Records
** BEGIN **
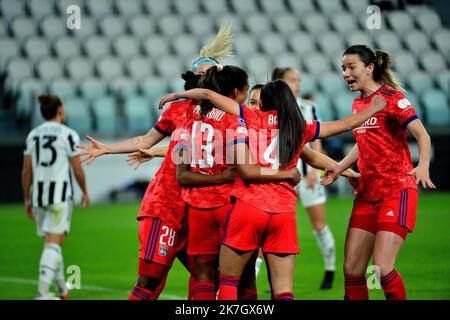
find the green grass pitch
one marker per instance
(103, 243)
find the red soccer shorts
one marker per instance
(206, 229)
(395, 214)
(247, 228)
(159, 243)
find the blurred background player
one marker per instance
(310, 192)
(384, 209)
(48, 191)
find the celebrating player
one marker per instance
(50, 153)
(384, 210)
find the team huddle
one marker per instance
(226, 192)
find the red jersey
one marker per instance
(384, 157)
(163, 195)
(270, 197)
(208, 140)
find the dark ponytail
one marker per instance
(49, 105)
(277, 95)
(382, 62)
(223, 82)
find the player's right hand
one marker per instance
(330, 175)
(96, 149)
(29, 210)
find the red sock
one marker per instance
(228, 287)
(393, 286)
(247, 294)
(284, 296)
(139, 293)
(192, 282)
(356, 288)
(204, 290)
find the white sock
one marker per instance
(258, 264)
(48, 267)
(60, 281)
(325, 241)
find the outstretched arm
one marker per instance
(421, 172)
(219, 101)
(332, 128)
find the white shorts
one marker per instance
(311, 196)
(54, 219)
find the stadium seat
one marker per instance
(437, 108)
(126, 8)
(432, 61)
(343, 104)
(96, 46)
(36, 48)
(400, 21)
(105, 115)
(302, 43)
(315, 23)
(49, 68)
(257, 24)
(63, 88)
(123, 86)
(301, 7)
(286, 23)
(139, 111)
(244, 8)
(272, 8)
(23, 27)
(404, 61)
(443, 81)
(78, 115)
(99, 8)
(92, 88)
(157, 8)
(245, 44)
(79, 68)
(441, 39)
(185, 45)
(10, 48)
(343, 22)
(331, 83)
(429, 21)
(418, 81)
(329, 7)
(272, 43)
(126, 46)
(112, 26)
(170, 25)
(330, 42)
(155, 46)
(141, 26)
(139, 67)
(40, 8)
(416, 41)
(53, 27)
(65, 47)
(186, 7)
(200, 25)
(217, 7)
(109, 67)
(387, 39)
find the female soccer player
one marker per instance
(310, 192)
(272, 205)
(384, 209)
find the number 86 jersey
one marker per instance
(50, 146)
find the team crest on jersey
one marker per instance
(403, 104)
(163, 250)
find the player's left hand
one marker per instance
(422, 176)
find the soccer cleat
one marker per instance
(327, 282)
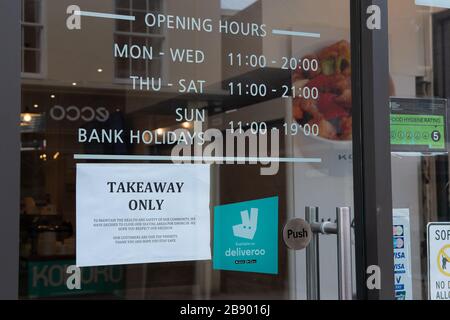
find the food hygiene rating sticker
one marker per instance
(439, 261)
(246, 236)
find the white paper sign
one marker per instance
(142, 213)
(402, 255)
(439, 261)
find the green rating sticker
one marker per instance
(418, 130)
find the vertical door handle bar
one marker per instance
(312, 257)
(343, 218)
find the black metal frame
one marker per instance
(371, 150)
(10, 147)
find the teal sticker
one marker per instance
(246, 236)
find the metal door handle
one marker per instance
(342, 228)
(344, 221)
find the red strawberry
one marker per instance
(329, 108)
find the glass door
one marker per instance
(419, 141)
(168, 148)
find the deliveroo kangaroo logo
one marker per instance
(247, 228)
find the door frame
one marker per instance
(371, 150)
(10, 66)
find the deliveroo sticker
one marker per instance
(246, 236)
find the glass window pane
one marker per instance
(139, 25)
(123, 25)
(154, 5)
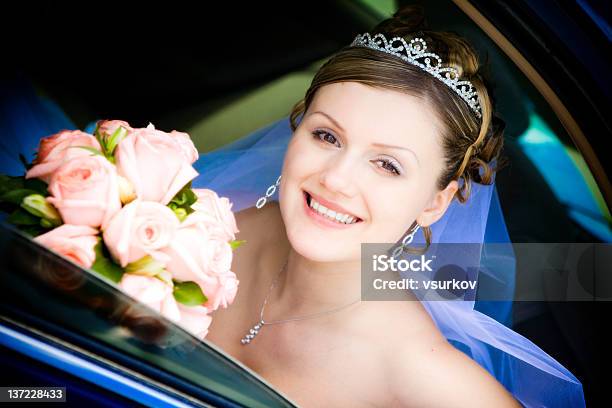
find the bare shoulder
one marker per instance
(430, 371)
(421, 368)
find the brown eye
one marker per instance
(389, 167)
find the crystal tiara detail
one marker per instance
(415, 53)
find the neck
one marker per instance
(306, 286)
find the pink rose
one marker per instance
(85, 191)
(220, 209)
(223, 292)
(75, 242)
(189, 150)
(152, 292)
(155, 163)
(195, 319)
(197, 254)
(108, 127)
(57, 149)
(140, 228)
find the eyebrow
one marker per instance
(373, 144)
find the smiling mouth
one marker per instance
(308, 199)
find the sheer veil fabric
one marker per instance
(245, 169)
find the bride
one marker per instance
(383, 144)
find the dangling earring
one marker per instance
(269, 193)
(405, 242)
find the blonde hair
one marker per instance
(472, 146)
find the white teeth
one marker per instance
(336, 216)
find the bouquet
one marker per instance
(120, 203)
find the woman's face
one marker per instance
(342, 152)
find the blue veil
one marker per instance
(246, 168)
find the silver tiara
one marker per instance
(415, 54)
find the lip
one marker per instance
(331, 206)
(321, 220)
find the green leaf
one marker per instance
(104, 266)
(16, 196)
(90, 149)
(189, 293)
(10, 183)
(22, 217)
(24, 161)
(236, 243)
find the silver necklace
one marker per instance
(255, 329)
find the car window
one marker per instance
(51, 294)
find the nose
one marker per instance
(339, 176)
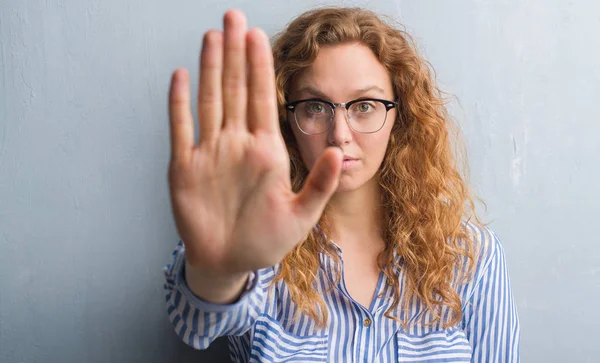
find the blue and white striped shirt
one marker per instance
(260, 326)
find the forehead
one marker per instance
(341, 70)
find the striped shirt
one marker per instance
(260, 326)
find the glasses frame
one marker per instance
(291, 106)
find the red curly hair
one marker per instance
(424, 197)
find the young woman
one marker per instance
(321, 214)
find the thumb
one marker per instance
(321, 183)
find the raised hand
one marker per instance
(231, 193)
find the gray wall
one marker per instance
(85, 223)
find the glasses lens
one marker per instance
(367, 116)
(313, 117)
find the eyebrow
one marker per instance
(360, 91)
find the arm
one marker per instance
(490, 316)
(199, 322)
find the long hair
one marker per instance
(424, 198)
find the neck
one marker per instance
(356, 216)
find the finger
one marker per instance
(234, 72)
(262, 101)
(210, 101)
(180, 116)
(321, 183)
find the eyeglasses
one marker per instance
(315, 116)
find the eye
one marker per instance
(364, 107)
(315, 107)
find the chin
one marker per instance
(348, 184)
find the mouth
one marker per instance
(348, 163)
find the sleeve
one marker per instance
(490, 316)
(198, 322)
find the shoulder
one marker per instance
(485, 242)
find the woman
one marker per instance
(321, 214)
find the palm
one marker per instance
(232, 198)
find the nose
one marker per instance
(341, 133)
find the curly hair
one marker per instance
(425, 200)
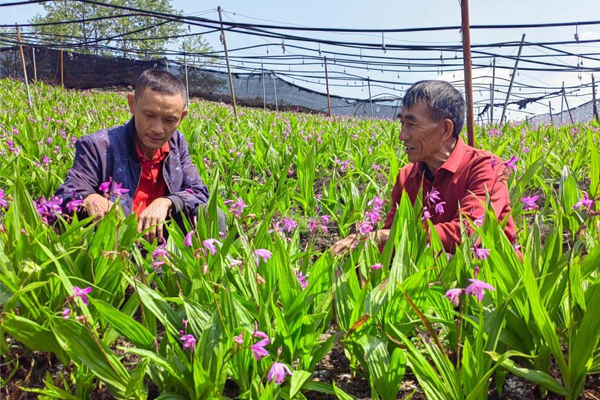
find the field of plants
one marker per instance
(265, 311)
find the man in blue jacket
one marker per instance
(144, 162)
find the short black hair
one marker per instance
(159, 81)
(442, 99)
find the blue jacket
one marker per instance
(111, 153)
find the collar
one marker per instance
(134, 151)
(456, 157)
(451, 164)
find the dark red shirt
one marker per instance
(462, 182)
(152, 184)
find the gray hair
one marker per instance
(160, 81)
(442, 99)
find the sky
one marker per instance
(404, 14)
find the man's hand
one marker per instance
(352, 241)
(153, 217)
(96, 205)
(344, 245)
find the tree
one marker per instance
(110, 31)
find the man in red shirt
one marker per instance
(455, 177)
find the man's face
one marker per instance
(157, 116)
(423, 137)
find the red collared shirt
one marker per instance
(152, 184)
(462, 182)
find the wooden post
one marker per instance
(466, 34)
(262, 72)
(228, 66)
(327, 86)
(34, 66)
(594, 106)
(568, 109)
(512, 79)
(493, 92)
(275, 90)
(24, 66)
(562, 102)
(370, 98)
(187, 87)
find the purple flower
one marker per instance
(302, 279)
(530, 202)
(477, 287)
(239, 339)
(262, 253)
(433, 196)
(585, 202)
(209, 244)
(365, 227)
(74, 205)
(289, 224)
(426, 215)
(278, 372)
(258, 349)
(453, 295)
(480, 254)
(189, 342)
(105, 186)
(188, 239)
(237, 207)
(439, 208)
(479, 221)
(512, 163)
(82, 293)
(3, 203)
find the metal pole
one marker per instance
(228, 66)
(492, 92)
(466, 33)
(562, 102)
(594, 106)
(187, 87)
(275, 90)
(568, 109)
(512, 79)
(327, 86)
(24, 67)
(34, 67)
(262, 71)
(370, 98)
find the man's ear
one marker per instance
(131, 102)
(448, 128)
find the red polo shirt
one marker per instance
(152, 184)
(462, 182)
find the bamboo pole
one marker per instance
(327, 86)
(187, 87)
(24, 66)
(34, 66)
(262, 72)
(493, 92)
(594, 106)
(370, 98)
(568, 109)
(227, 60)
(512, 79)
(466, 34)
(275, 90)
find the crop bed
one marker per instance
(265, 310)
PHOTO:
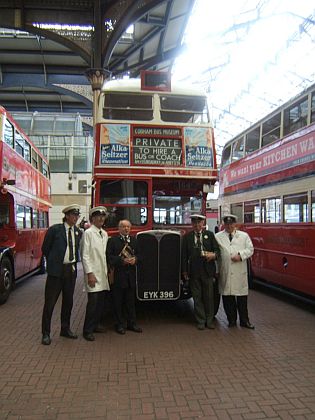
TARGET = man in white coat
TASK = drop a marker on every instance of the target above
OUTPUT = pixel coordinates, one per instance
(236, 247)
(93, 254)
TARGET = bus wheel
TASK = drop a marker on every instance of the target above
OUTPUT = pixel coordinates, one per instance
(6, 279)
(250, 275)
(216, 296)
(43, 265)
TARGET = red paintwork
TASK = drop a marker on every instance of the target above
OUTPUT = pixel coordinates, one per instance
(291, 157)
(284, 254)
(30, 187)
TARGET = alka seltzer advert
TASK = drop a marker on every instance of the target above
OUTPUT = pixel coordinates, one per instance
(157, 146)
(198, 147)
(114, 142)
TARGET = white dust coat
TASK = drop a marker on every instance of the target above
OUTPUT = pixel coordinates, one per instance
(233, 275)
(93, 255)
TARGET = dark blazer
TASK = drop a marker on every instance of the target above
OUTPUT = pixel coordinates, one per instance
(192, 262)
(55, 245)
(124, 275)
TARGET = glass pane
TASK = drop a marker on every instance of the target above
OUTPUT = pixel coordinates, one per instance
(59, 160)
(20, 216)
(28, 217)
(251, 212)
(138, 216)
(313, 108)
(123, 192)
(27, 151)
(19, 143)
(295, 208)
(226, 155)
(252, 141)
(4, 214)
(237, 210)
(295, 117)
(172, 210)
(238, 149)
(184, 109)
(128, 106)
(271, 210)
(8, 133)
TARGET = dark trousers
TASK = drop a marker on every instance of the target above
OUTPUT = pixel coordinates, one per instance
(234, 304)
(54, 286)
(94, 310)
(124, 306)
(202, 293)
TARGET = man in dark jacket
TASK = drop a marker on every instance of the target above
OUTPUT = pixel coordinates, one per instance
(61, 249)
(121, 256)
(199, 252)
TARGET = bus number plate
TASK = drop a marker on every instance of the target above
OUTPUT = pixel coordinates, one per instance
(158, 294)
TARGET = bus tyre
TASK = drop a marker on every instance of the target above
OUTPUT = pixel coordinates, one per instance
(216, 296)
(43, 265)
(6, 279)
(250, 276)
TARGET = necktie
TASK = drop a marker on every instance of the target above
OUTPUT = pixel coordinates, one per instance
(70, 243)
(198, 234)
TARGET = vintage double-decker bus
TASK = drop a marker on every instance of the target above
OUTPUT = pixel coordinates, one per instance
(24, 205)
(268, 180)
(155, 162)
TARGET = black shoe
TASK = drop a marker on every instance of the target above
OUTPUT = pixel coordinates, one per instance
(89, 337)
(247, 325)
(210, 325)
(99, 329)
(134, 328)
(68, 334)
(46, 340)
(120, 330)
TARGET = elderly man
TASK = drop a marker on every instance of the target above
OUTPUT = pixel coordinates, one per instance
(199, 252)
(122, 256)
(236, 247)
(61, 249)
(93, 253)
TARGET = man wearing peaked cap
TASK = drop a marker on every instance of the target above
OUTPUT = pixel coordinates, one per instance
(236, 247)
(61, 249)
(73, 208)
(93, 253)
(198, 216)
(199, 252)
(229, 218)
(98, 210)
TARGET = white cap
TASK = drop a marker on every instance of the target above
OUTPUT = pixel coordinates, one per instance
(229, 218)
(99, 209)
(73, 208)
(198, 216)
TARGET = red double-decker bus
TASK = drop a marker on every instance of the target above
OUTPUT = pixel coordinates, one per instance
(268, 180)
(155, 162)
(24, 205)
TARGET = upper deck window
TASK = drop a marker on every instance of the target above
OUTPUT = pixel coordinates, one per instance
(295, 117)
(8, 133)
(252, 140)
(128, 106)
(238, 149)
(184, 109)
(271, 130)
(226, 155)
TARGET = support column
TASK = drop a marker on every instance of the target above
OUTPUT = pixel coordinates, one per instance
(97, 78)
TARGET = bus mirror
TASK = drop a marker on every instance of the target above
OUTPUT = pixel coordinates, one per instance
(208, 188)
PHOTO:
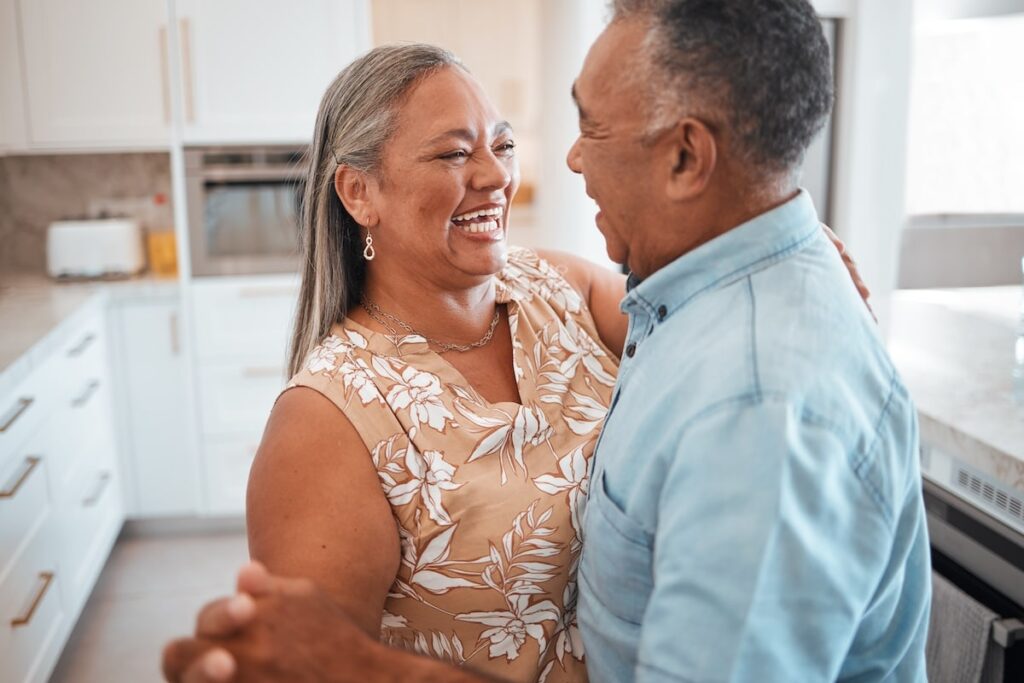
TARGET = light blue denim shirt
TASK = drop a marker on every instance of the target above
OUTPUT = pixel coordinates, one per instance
** END **
_Directions for this task_: Replace "marker" with "pin" in the lines from the one containing "TARGET = red double-decker bus" through the last line, changing nothing else. Leave the pictures out of your answer.

_Full response_:
TARGET = red double-decker bus
TASK = drop a pin on every instance of the target above
OUTPUT = pixel coordinates, one per instance
(268, 180)
(155, 162)
(24, 205)
TARGET = upper deck window
TASK = drop a pin on every instance of the target above
OUTPUT = pixel coordinates, one per instance
(295, 117)
(8, 133)
(252, 140)
(128, 106)
(238, 149)
(184, 109)
(271, 130)
(226, 155)
TARGET = support column
TASK = drop a pin on every instance of the target above
OUTPUT = pixel coordinates, one per instance
(97, 78)
TARGET = bus mirror
TASK = drop a pin on every instance of the target above
OUTPUT = pixel coordinates, one per instance
(208, 188)
PHOTO:
TARGET = light blue denim shirt
TASK = drop a pin on every instance of the target above
OUTPUT = pixel coordinates, one per instance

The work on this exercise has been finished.